▸ Task objective: Below are some records. Repeat exactly the lines from the one containing "Place one pin on each instance of the wooden dock, positioned" through the final line.

(Dataset entries)
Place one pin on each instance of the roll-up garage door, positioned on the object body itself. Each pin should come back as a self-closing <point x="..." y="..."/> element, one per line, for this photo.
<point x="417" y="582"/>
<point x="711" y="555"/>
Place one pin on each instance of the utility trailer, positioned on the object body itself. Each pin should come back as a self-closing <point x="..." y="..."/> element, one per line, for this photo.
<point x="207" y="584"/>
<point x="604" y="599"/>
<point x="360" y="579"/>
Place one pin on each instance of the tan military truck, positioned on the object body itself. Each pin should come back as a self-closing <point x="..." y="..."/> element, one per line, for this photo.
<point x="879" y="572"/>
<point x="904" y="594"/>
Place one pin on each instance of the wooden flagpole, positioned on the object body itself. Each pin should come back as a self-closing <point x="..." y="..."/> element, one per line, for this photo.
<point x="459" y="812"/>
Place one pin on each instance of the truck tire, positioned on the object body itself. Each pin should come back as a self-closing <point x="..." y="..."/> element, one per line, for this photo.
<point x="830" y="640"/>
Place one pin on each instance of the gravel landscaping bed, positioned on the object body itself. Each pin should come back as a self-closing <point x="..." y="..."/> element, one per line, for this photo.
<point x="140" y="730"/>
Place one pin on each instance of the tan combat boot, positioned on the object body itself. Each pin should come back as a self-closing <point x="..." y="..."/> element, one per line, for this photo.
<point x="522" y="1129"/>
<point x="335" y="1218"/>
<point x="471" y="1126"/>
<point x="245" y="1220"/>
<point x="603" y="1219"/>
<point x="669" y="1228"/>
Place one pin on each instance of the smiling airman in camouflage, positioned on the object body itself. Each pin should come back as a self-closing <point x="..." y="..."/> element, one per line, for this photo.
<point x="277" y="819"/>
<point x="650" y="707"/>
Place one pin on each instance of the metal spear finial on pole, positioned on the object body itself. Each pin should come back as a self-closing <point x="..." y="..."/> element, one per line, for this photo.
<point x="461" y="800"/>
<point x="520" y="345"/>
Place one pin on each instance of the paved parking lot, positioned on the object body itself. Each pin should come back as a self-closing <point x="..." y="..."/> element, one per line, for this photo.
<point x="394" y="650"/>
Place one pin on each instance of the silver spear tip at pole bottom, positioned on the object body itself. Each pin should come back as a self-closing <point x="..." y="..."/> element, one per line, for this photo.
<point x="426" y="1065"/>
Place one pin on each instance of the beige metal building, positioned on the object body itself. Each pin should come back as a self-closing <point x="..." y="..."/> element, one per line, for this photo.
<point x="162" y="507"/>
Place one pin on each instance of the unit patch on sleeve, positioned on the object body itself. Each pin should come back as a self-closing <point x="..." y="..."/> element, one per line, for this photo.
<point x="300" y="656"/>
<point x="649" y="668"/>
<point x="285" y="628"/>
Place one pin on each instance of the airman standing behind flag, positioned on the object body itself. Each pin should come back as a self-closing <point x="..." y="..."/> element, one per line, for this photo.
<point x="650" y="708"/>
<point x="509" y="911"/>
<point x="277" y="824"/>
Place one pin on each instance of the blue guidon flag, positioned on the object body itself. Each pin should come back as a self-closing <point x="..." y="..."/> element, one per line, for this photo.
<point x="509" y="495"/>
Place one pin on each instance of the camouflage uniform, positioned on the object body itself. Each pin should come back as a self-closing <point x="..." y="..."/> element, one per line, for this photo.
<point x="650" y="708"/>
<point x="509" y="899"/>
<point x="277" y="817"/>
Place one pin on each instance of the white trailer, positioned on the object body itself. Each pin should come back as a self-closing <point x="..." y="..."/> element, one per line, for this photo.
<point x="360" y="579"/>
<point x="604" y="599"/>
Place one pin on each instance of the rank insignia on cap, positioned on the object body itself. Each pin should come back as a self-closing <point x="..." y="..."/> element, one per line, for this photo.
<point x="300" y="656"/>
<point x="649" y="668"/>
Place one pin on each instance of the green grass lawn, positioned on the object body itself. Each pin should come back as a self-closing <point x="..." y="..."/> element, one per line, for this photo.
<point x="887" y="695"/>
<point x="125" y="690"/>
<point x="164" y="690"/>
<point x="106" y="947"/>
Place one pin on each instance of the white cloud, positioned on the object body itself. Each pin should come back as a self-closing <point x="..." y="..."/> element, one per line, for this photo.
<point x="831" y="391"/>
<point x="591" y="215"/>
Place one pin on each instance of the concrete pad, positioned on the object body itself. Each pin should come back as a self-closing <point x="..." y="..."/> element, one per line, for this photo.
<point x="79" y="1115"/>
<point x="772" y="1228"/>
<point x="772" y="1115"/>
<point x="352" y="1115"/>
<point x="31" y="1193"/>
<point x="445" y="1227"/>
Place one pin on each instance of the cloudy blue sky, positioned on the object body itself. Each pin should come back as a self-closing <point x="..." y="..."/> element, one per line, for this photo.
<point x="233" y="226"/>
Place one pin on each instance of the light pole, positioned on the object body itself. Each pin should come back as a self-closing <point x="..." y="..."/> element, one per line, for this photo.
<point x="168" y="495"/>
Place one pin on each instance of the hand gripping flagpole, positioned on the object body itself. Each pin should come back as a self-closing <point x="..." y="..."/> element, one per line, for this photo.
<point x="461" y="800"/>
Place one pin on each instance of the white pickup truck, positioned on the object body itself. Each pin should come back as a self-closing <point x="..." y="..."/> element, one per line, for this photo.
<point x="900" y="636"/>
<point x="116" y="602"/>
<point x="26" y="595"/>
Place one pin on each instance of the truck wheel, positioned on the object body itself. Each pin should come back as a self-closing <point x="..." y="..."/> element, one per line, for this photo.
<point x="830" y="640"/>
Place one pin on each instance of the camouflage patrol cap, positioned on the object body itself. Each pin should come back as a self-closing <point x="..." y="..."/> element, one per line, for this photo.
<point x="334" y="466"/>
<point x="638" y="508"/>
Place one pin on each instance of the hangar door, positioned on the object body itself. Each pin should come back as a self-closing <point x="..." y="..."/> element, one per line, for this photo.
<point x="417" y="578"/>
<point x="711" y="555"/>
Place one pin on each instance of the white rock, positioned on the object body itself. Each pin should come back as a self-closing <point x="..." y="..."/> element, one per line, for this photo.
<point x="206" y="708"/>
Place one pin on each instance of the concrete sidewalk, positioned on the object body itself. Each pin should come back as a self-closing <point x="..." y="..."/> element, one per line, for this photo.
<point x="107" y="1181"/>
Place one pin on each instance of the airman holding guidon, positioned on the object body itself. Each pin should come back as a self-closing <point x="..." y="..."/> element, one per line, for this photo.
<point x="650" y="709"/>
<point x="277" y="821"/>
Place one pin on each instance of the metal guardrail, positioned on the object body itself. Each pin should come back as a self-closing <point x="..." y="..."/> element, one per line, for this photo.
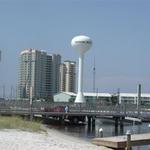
<point x="88" y="108"/>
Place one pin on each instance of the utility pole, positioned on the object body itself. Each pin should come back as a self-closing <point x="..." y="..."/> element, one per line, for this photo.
<point x="3" y="91"/>
<point x="94" y="73"/>
<point x="0" y="55"/>
<point x="139" y="99"/>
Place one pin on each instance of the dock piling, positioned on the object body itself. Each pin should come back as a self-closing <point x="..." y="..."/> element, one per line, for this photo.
<point x="128" y="147"/>
<point x="100" y="132"/>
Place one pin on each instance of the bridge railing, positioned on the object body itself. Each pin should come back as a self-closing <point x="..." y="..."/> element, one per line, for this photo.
<point x="125" y="109"/>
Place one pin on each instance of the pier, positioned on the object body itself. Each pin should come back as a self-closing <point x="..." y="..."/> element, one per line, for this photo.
<point x="75" y="112"/>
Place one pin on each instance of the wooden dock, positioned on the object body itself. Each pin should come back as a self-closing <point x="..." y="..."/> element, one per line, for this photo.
<point x="120" y="142"/>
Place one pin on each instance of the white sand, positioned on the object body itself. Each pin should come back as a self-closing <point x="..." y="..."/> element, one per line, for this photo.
<point x="52" y="140"/>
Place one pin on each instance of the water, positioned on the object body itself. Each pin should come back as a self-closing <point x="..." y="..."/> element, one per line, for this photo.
<point x="108" y="130"/>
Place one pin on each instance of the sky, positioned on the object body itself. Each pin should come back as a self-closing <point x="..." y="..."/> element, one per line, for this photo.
<point x="119" y="29"/>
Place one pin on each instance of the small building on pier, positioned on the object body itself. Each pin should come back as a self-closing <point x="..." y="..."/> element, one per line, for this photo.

▸ Response to this task:
Place one pin on each instance of the wooden dock, positioned on the object body itself. Each pin should come back as a self-closing <point x="..." y="..."/> element, one per line, for this photo.
<point x="120" y="142"/>
Place one pin on each instance of the white sand, positioned on the object body itself. Each pin should come back as a self-closing <point x="..." y="..."/> element, one per line, for this photo.
<point x="52" y="140"/>
Place one pin on each instance of the water, positioned on the object body itself. Each pin should come back as a self-closing <point x="..." y="..."/> element, one per line, for this photo.
<point x="108" y="130"/>
Place one pin on each instance of the sky, positioned on the object body itself. Each pin should come back as a self-closing <point x="..." y="..."/> element, one per line, for this photo.
<point x="119" y="29"/>
Place one pin on each instance of the small building on pier, positioned on the object body itself. Each pin should come back as a self-closing <point x="..." y="..."/> element, one per line, for this photo.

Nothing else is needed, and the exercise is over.